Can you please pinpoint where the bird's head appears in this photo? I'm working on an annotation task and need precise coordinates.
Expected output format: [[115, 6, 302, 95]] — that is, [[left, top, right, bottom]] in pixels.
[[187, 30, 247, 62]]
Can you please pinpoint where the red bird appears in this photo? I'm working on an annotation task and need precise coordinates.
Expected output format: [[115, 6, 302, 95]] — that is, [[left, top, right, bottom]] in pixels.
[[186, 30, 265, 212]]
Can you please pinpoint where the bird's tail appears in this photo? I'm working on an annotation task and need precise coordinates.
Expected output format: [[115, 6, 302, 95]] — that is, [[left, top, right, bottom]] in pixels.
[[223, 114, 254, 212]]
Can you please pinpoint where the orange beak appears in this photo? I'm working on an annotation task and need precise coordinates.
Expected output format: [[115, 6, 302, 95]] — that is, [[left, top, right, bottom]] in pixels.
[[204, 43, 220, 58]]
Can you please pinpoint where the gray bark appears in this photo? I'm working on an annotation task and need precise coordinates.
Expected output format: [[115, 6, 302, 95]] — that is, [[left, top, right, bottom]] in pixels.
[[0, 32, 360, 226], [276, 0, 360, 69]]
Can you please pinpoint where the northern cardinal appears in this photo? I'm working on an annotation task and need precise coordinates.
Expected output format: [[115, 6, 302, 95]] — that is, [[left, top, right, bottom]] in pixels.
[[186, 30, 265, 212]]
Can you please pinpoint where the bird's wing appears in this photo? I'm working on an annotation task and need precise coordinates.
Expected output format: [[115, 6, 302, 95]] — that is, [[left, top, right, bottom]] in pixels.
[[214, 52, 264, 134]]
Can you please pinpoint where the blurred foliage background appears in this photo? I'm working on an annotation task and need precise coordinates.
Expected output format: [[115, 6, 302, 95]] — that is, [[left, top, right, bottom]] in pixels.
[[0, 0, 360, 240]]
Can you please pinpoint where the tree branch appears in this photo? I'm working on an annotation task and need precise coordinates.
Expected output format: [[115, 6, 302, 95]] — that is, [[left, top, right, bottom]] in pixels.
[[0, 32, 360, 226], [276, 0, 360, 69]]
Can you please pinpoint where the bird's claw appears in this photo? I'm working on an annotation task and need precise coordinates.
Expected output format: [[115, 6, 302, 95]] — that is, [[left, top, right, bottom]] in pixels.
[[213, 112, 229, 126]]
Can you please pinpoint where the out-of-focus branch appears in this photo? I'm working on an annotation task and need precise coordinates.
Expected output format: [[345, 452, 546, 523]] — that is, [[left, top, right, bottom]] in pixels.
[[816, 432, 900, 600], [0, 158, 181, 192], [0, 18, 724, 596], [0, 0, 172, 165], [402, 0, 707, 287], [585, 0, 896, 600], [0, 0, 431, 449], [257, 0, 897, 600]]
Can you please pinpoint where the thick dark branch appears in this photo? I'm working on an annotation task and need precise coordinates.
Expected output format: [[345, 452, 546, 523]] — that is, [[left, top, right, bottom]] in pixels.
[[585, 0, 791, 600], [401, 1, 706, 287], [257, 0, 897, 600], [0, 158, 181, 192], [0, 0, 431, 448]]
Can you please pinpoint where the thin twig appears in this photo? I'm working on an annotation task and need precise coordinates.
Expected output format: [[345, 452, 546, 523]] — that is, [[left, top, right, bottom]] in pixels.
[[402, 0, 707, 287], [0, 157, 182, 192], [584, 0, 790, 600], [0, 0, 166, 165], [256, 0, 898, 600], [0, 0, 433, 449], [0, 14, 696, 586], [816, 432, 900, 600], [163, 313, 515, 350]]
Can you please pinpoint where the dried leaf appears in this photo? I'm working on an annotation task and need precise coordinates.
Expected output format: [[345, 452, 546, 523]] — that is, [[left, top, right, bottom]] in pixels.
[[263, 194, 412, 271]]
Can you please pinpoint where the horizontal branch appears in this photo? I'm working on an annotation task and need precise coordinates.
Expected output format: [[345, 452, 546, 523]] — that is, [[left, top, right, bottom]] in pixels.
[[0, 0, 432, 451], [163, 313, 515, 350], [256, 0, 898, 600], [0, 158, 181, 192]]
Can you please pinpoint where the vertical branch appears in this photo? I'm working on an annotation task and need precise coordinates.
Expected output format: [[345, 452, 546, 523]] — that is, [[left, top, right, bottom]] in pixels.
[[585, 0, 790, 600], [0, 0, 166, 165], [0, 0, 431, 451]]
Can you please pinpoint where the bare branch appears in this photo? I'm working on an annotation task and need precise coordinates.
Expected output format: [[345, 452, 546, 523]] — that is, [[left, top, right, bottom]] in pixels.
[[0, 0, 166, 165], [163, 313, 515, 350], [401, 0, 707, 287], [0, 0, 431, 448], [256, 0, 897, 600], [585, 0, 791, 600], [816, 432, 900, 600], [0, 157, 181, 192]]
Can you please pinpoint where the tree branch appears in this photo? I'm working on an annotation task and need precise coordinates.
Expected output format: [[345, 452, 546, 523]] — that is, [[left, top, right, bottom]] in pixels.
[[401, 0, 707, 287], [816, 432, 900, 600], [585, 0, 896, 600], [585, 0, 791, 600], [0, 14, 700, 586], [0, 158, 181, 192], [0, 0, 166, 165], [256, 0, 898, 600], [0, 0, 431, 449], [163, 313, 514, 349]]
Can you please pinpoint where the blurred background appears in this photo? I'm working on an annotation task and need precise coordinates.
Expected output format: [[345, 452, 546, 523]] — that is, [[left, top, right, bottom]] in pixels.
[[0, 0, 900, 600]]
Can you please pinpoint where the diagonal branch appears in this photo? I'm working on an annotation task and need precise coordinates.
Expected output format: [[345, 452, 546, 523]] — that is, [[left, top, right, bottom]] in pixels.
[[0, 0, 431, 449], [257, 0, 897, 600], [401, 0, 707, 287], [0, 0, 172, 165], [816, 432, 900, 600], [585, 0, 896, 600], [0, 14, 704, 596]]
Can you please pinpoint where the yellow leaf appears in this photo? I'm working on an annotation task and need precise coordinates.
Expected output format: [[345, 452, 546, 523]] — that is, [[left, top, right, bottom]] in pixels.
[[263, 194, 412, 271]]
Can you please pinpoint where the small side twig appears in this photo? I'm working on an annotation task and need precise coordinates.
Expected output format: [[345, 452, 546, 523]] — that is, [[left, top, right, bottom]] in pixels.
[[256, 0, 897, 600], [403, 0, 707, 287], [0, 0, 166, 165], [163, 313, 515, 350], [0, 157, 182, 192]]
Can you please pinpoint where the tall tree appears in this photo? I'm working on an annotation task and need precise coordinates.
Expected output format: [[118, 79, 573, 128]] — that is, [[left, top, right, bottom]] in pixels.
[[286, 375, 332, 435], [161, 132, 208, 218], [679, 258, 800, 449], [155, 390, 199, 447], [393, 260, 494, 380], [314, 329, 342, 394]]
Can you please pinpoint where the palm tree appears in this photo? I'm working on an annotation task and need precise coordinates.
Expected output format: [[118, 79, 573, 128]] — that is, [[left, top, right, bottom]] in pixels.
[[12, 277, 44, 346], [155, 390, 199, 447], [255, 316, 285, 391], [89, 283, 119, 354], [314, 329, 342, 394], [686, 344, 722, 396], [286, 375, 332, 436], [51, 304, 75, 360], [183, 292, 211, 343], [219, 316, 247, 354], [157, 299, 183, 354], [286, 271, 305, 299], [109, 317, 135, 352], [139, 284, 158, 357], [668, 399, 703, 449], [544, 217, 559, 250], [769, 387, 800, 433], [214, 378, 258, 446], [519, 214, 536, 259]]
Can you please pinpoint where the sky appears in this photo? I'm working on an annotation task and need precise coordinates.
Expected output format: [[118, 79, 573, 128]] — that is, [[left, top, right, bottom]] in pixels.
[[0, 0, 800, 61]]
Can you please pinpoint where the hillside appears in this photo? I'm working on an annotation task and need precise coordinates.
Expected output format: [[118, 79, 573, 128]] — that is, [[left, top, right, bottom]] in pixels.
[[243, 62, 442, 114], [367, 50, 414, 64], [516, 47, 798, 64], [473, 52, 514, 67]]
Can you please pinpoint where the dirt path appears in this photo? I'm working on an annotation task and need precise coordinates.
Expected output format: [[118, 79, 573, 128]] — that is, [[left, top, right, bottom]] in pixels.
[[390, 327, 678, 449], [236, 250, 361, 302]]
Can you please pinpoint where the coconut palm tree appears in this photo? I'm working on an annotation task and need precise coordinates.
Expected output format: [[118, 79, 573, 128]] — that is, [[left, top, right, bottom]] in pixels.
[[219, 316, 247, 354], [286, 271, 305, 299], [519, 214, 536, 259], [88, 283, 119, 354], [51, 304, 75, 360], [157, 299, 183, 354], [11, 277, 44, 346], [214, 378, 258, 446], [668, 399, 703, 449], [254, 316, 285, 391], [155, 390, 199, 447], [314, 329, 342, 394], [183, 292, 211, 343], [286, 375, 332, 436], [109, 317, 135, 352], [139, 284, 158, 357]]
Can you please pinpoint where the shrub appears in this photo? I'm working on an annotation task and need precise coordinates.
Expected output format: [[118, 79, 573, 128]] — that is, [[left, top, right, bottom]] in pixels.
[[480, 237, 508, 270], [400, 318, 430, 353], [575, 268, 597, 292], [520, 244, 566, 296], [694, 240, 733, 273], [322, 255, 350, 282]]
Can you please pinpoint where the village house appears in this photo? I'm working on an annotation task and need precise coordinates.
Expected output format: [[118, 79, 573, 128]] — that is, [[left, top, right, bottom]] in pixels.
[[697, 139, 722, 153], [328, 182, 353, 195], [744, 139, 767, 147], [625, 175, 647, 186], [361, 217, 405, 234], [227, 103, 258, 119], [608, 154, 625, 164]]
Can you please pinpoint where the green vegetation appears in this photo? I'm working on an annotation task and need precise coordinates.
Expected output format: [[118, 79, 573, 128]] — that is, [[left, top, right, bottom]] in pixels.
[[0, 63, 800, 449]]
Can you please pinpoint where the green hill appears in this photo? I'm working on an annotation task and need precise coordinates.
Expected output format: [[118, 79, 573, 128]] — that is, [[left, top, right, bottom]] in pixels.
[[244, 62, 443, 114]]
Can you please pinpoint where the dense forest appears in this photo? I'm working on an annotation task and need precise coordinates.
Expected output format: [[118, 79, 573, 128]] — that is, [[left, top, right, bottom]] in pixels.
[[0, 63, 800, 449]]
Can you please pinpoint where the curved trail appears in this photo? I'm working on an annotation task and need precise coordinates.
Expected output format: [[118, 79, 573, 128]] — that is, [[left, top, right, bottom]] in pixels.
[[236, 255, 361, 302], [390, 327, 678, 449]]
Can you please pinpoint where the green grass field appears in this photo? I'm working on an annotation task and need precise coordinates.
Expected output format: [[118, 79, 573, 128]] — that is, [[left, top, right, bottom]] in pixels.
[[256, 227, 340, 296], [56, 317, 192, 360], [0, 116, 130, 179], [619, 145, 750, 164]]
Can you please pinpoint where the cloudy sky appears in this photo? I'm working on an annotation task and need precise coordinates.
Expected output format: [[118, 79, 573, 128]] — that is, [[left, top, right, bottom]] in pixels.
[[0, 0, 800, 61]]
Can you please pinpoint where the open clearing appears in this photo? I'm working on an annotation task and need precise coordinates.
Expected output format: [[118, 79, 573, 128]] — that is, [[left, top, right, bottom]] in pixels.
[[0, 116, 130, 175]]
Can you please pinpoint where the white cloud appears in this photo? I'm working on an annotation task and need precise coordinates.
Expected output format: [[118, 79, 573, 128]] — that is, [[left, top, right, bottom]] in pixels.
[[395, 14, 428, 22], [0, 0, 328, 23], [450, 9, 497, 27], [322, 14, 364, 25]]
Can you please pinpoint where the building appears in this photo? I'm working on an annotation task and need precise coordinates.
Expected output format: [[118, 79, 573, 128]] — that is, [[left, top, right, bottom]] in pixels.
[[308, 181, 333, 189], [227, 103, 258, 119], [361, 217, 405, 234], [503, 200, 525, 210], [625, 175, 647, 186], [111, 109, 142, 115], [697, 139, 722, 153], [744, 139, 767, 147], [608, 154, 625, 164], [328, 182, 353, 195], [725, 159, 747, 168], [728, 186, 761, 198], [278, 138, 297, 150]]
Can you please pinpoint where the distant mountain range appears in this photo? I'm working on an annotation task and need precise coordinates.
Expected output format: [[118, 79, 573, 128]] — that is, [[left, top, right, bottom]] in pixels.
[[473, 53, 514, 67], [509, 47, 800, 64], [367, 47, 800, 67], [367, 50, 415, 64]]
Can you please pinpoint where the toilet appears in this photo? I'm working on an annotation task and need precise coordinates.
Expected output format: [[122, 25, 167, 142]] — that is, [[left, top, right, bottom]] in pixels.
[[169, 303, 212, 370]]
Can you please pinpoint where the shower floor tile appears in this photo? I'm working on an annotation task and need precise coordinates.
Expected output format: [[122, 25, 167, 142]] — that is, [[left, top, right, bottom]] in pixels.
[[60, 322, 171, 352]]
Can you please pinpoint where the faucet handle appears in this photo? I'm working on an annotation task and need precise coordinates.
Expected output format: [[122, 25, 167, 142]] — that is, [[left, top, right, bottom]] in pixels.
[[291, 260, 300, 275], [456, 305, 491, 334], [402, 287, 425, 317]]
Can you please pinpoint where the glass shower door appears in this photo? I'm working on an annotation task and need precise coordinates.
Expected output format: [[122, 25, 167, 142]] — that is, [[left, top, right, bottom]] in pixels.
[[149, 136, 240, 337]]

§ §

• _INSTRUCTIONS TO FOLLOW_: Count the lines of the data above that contain the string "leaf". Give only the number.

• _EXERCISE ANSWER_: 2